____ EXCERPTED TEXT

Agency official Robert Wearing made the announcement on May 12 while addressing a virtual conference;

“Bottom line—the IRS will seize that property and will attempt to follow its usual procedures to sell it and use it to satisfy collection.”

This is in line with IRS guidelines that treat crypto holdings as property rather than currency. The IRS made this disclosure in 2014.

IRS coming after crypto

The announcement follows a slew of IRS initiatives aimed at clamping down on tax avoidance by citizens trading cryptocurrencies.

At the beginning of May, a U.S. federal court in California authorized the IRS to serve a John Doe summons to Kraken’s parent company, Payward Ventures Inc. This summons granted the IRS permission to demand the personal information of any U.S. taxpayer that traded at least $20,000 in cryptocurrency transactions between 2016-2020.

Following that judgment, the IRS then announced plans to work with TaxBit to audit crypto transactions. The sentiment surrounding this partnership was largely positive, with many holding the view that the company would help the IRS to understand the data. TaxBit CEO Austin Woodward welcomed the move as an indication of the regulators embracing the asset class.

________

AIM OF THE TASK: Please revise the passage on the IRS and cryptocurrency from "The announcement follows" to "transactions between 2016-2020." so that "district court" replaces "federal court". Work only from the text above.

____ DATA ENTRIES

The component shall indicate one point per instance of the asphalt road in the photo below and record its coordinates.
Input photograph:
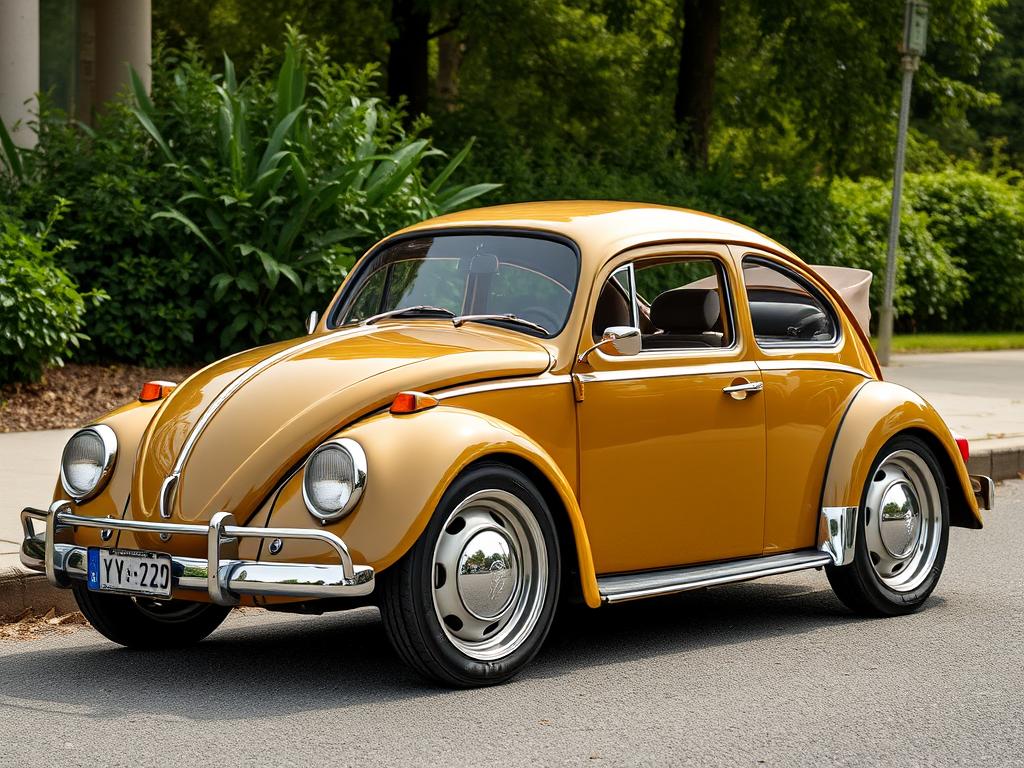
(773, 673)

________
____ DATA ENTRIES

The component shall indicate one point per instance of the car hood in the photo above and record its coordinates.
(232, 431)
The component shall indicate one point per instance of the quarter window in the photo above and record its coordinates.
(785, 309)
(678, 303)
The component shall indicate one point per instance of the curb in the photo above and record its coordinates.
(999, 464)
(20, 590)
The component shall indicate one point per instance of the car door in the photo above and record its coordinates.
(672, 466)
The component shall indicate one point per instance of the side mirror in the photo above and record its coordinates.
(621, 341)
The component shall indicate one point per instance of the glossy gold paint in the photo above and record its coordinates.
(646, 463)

________
____ DATA ENTRIES

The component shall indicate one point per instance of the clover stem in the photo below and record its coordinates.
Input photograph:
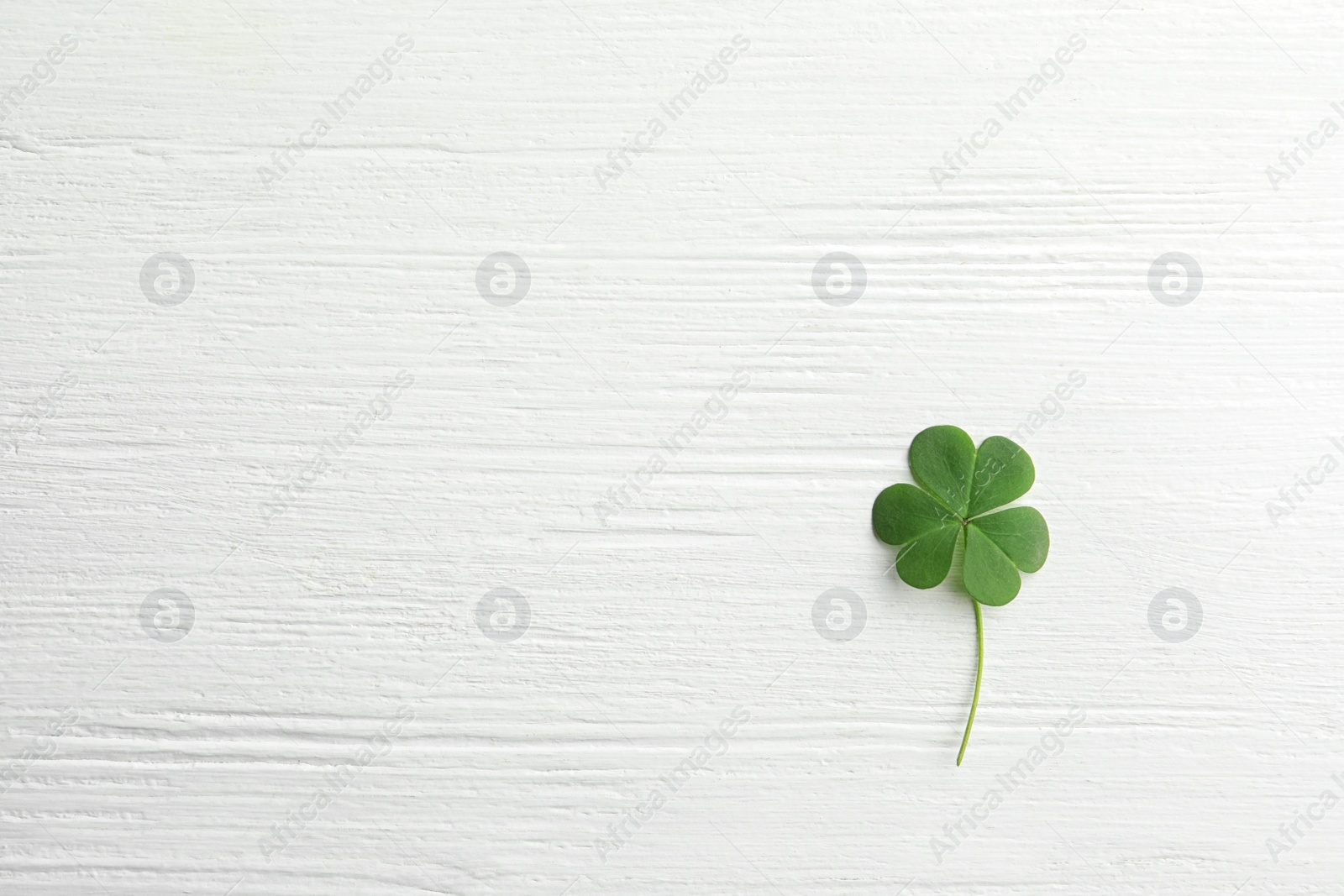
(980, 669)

________

IN RESPONSE:
The announcement follows a slew of IRS initiatives aimed at clamping down on tax avoidance by citizens trading cryptocurrencies.

At the beginning of May, a U.S. district court in California authorized the IRS to serve a John Doe summons to Kraken’s parent company, Payward Ventures Inc. This summons granted the IRS permission to demand the personal information of any U.S. taxpayer that traded at least $20,000 in cryptocurrency transactions between 2016-2020.